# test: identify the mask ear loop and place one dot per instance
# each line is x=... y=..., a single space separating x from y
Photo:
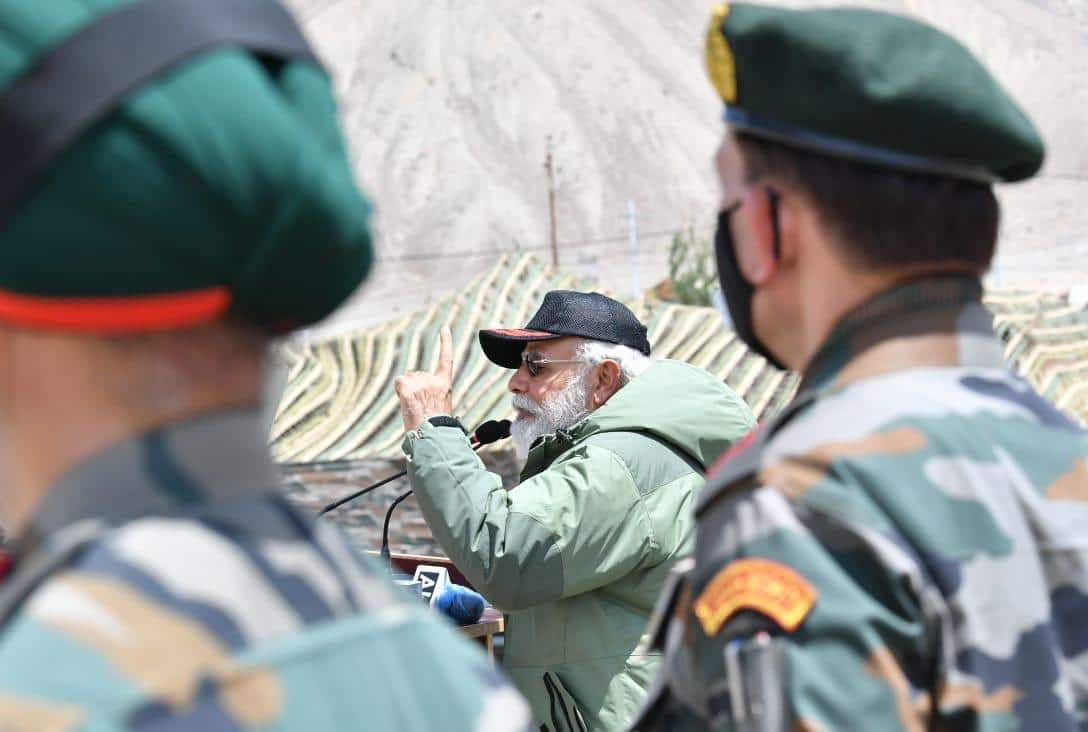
x=773 y=198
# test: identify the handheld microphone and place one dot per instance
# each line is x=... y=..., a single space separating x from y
x=490 y=432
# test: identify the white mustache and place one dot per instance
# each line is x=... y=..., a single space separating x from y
x=524 y=402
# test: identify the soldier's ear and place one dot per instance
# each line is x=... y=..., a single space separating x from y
x=757 y=245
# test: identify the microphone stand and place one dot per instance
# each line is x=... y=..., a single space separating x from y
x=397 y=501
x=340 y=501
x=485 y=434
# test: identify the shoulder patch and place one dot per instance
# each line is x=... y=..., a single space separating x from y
x=766 y=586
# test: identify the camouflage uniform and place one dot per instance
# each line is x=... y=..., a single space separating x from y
x=165 y=585
x=912 y=524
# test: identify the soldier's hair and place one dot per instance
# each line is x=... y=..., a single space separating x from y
x=885 y=219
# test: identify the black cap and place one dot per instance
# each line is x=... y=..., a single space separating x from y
x=566 y=312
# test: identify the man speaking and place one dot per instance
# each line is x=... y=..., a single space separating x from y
x=616 y=445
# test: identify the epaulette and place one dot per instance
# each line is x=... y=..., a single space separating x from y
x=44 y=562
x=736 y=470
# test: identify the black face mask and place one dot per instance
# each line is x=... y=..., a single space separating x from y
x=737 y=290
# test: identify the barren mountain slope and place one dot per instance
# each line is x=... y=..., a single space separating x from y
x=448 y=106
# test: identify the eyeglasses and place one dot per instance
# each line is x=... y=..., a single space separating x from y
x=534 y=362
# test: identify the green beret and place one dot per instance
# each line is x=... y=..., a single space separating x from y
x=219 y=185
x=868 y=86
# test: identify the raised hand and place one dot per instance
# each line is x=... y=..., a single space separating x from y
x=423 y=394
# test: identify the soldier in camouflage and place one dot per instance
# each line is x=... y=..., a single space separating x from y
x=159 y=222
x=902 y=548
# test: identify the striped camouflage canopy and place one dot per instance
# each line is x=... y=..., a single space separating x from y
x=340 y=404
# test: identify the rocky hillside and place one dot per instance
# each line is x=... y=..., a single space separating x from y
x=449 y=107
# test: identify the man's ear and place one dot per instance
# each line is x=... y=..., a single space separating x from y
x=755 y=252
x=605 y=383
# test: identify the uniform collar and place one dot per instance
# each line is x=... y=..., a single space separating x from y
x=938 y=320
x=210 y=458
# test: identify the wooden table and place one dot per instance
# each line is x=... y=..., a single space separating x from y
x=485 y=629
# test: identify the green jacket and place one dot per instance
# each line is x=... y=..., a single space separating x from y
x=578 y=553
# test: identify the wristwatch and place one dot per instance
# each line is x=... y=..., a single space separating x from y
x=447 y=421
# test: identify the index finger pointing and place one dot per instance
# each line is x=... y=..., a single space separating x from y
x=445 y=370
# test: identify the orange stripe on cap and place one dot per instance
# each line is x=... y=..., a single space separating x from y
x=521 y=333
x=115 y=313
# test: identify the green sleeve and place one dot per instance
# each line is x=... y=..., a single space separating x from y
x=578 y=525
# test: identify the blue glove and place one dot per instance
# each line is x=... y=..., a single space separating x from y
x=460 y=605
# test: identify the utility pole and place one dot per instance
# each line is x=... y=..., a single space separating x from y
x=549 y=166
x=632 y=232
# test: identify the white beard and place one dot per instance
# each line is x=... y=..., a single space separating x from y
x=559 y=411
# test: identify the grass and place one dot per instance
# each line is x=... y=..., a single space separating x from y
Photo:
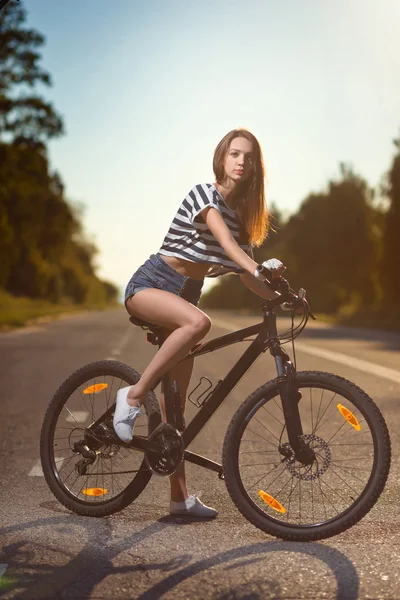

*PROBLEM DESCRIPTION*.
Please rewrite all of the material above as a numbered list, one line per item, with blank lines dropped. Leave the pictures out.

*RIGHT ANSWER*.
1. # test: identify the mask ear loop and place one dot per instance
2. # each line is x=... y=..., a single space separating x from y
3. Photo:
4. x=773 y=198
5. # test: identify the handheld microphone and place one dot per instance
6. # each line is x=... y=..., a single space separating x from y
7. x=490 y=432
8. # test: identify the white mustache and place one dot per instance
9. # each line is x=... y=..., a single space separating x from y
10. x=524 y=402
11. # test: identify the soldier's ear and place one dot per instance
12. # each line is x=... y=..., a single space separating x from y
13. x=757 y=245
14. # test: identify the microphone stand and place one dot per instance
15. # each line is x=... y=..., a single space separating x from y
16. x=397 y=501
17. x=340 y=501
18. x=485 y=434
19. # test: identify the shoulder patch and place one dot per instance
20. # each line is x=... y=..., a single space separating x from y
21. x=766 y=586
22. # test: identify the camouflage uniform and place one dot per instance
23. # each line is x=... y=..., a single space separating x from y
24. x=165 y=585
25. x=912 y=524
26. # test: identify the soldier's hair and place one dot per instance
27. # each line is x=... y=..., a single space separating x from y
28. x=885 y=219
29. # test: identify the black cap and place one dot per instance
30. # each line is x=... y=..., a single space separating x from y
31. x=566 y=312
32. # test: identify the man speaking and place one dot per instance
33. # each line is x=... y=..., a single space separating x from y
34. x=616 y=445
35. # test: identify the epaulette and place one dot per instance
36. # each line is x=... y=..., a single space separating x from y
37. x=44 y=562
38. x=736 y=470
39. # test: identify the black face mask and place one dot per instance
40. # each line is x=... y=..., a single space separating x from y
41. x=737 y=290
42. # test: identify the barren mountain slope and place one dot per instance
43. # each line is x=... y=..., a single space separating x from y
44. x=448 y=106
45. # test: identify the eyeglasses and place one dot per instance
46. # each line is x=... y=..., a single space separating x from y
47. x=534 y=362
48. # test: identify the green beret and place one dot per instance
49. # each line is x=... y=..., a single space separating x from y
50. x=219 y=185
51. x=868 y=86
52. # test: identify the raised hand and place one dot per instance
53. # each line is x=... y=..., a single space separating x from y
54. x=423 y=394
55. # test: identify the soldier in camouflage and place one dot per instance
56. # each line is x=... y=..., a single space separating x from y
57. x=159 y=222
58. x=902 y=548
59. # test: identify the striped camouflage canopy and place one dot per instance
60. # each line is x=... y=..., a single space separating x from y
61. x=340 y=404
62. # test: identify the rocky hillside and place one dot per instance
63. # each line is x=... y=..., a single space separating x from y
64. x=449 y=107
65. # test: identify the man's ear and place one dot per instance
66. # each line is x=... y=..., a single space separating x from y
67. x=755 y=252
68. x=605 y=383
69. # test: identify the uniform collar and place one dot per instance
70. # each line is x=... y=..., a single space separating x from y
71. x=938 y=320
72. x=210 y=458
73. # test: identify the wooden table and place one dot per instance
74. # each line is x=... y=..., a single space separating x from y
75. x=485 y=629
76. # test: identify the green jacket and place one dot per instance
77. # each line is x=... y=..., a single space separating x from y
78. x=578 y=553
79. # test: identify the wristwatch and place one dot per instance
80. # each line is x=... y=..., a single space separating x from y
81. x=447 y=421
82. # test: identify the index finger pointing and place one dot per instance
83. # each line is x=... y=..., a single space separating x from y
84. x=445 y=370
85. # test: identify the orange stripe on cap and place one dot per instance
86. # each line is x=... y=..., a single space separating x from y
87. x=521 y=333
88. x=115 y=313
89. # test: identify the green sleeve and place one dot per instance
90. # each line is x=... y=..., a single space separating x from y
91. x=578 y=525
92. # test: identify the blue glove and place one dot per instance
93. # each line is x=... y=..., a single space separating x from y
94. x=460 y=605
95. # test: identify the utility pole and place one dot per instance
96. # each line is x=... y=..., a single space separating x from y
97. x=549 y=166
98. x=632 y=232
99. # test: identify the white beard and place one dot per instance
100. # each line is x=... y=..., a single space separating x from y
101. x=559 y=411
102. # test: identify the grass and place one dot per instance
103. # each line is x=... y=..., a single space separating x from y
104. Photo:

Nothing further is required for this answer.